▶ Текст для изучения
☆ ☆ ☆
Существует мнение, что Анна Ахматова не любила писать писем. Это отчасти верно, но если бы сохранились все письма, написанные ею за ее долгую жизнь, то их набралось бы не так уж мало. К сожалению, многие ее письма погибли, будучи уничтоженными самой Анной Ахматовой (ранняя переписка с Н. С. Гумилевым была сожжена по их взаимному согласию), письма к В. Г. Гаршину были возвращены Ахматовой по ее требованию и, вероятно, уничтожены ею. Письма к Н. В. Недоброво могли быть уничтожены ревнивой супругой Николая Владимировича после его ранней смерти; письма же Н. В. Недоброво были сожжены Ахматовой после обыска у нее в квартире 7 ноября 1949 года.

Об этих невосполнимых потерях нельзя не пожалеть, но и то, что сохранилось, свидетельствует о необыкновенном внимании Анны Ахматовой к своим друзьям даже после расставания с ними (таковы случайно сохранившиеся письма к В. К. Шилейко, в которых проявляется ее трогательная забота о сенбернаре Тапе). Необходимо отметить и то, что Анна Ахматова зачастую не отвечала своим читателям из осторожности, из боязни повредить им, – ведь ее имя на протяжении многих лет после партийной хулы А. А. Жданова было чем-то вроде красной тряпки, а чтение ее стихов могло повлечь за собой крупные неприятности.

Во всех жанрах, образцы которых вошли в эту книгу, Анна Ахматова предстает писателем, заведомо предполагающим равновеликого собеседника.

За это и любят ее благодарные читатели.

Михаил Кралин

Анна Ахматова

Коротко о себе

Я родилась 11 (23) июня 1889 года под Одессой (Большой Фонтан). Мой отец был в то время отставной инженер-механик флота. Годовалым ребенком я была перевезена на север – в Царское Село. Там я прожила до шестнадцати лет.
☆ ☆ ☆
▶ Предоставленные материалы

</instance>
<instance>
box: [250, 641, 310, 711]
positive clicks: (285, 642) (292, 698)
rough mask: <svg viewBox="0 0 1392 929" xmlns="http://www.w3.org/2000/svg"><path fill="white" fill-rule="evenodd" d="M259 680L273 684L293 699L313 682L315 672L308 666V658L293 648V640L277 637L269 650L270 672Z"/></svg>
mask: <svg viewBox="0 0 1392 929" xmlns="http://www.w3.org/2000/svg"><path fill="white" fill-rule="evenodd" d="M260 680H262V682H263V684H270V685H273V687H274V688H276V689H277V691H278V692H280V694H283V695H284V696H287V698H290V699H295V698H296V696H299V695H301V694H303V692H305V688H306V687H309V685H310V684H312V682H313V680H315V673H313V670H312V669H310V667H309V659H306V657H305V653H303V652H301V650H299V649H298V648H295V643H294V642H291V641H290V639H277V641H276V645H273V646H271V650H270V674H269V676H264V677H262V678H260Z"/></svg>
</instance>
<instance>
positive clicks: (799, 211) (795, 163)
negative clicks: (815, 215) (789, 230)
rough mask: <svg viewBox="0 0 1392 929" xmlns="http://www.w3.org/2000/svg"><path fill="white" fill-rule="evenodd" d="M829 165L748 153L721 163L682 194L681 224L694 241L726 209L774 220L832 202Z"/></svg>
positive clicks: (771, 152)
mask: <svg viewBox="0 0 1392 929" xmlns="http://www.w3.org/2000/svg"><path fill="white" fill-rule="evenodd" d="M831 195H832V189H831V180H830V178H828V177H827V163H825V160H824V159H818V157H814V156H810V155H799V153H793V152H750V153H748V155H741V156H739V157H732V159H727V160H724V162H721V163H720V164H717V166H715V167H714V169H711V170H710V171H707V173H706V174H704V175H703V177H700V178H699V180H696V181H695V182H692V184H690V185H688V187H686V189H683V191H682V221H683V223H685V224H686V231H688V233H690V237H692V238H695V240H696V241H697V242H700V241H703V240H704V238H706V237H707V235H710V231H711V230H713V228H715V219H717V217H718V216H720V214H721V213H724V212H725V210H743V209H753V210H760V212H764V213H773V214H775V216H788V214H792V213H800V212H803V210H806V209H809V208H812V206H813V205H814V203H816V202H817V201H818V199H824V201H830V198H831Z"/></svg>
☆ ☆ ☆
▶ Задания для работы
1. Ответьте на вопросы по тексту об Анне Ахматовой:
(a) Когда у Ахматовой в квартире прошел обыск?
(b) О ком проявляется забота Ахматовой в письмах к В. К. Шилейко?
(c) Где Ахматова прожила до шестнадцати лет?
2. Перепишите без изменений отрывок из текста об Анне Ахматовой, начиная со слов «Коротко о себе» и заканчивая словами «до шестнадцати лет.».
3. Определите, соответствуют ли утверждения тексту об Анне Ахматовой. Ответьте «да» или «нет» и приведите точную цитату, которая это подтверждает.
(a) Ранняя переписка Ахматовой с Гумилевым была сожжена без его согласия.
(b) Ахматова родилась под Одессой.
(c) В год рождения Ахматовой ее отец служил во флоте.
Материалы взяты из другого источника.

▶ Ответы к заданиям
1.
(a) 7 ноября 1949 года.
(b) О сенбернаре Тапе.
(c) В Царском Селе.

2.
Коротко о себе

Я родилась 11 (23) июня 1889 года под Одессой (Большой Фонтан). Мой отец был в то время отставной инженер-механик флота. Годовалым ребенком я была перевезена на север – в Царское Село. Там я прожила до шестнадцати лет.

3.
(a) Нет: «ранняя переписка с Н. С. Гумилевым была сожжена по их взаимному согласию».
(b) Да: «Я родилась 11 (23) июня 1889 года под Одессой (Большой Фонтан)».
(c) Нет: «Мой отец был в то время отставной инженер-механик флота».